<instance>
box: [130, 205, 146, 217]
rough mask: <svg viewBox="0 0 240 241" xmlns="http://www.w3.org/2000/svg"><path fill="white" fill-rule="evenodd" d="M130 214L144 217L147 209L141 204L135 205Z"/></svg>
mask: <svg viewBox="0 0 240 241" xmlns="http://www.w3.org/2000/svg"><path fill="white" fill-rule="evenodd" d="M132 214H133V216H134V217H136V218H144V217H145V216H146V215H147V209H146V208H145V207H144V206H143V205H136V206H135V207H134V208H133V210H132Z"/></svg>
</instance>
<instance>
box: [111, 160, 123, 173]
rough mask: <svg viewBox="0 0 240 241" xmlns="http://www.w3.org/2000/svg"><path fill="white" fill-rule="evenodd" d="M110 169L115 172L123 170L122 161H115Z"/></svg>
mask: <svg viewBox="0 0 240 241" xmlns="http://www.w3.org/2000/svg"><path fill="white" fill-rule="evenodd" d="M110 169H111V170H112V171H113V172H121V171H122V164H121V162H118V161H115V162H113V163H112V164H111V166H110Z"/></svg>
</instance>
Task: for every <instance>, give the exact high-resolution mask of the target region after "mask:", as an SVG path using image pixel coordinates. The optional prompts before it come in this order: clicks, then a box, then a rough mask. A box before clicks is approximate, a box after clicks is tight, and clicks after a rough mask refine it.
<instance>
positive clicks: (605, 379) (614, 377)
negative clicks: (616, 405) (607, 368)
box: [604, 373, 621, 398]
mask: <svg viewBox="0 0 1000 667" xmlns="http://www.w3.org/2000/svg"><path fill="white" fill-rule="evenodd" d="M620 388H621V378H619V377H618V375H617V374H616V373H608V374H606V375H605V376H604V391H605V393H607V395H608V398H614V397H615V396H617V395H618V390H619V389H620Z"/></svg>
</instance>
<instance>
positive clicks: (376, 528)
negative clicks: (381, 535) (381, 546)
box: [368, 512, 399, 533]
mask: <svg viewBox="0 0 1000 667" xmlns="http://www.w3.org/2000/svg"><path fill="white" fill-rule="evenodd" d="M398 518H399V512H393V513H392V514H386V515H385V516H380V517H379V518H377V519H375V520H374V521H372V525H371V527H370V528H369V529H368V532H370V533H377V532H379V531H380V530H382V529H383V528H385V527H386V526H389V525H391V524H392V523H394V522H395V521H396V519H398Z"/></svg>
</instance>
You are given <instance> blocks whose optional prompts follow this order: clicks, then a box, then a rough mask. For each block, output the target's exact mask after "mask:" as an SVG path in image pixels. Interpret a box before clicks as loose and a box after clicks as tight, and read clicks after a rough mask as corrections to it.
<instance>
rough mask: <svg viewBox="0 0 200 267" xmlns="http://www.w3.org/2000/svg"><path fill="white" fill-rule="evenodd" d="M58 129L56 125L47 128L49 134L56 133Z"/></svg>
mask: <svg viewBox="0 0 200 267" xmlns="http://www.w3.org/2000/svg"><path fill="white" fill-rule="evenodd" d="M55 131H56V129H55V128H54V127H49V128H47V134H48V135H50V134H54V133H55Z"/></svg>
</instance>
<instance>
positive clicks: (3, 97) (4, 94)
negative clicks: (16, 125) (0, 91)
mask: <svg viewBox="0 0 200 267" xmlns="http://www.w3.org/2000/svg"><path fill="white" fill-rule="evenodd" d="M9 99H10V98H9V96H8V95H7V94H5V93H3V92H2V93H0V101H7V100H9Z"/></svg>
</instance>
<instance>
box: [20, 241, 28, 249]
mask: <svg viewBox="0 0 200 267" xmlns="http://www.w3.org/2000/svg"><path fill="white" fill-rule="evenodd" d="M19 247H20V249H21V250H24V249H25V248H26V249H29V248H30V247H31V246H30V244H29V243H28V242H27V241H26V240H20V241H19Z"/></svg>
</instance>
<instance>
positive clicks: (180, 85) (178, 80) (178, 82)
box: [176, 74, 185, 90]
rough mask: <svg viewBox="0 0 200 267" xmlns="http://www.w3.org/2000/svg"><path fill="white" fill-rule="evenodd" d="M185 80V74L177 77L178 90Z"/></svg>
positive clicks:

☆ ☆ ☆ ☆ ☆ ☆ ☆

__TASK TO CARRY OUT__.
In your answer, include only the lines above starting at the line that holds "Task: for every" and ending at the line that holds "positive clicks: (605, 379) (614, 377)", copied exactly.

__EXPECTED OUTPUT__.
Task: for every <instance>, give the exact high-resolution mask of the target region after "mask:", as an SVG path using image pixel coordinates. The optional prompts before it come in this order: clicks, then a box, then a rough mask. A box before clicks is approximate, a box after clicks is tight, and clicks after a rough mask refine it.
<instance>
positive clicks: (605, 379) (614, 377)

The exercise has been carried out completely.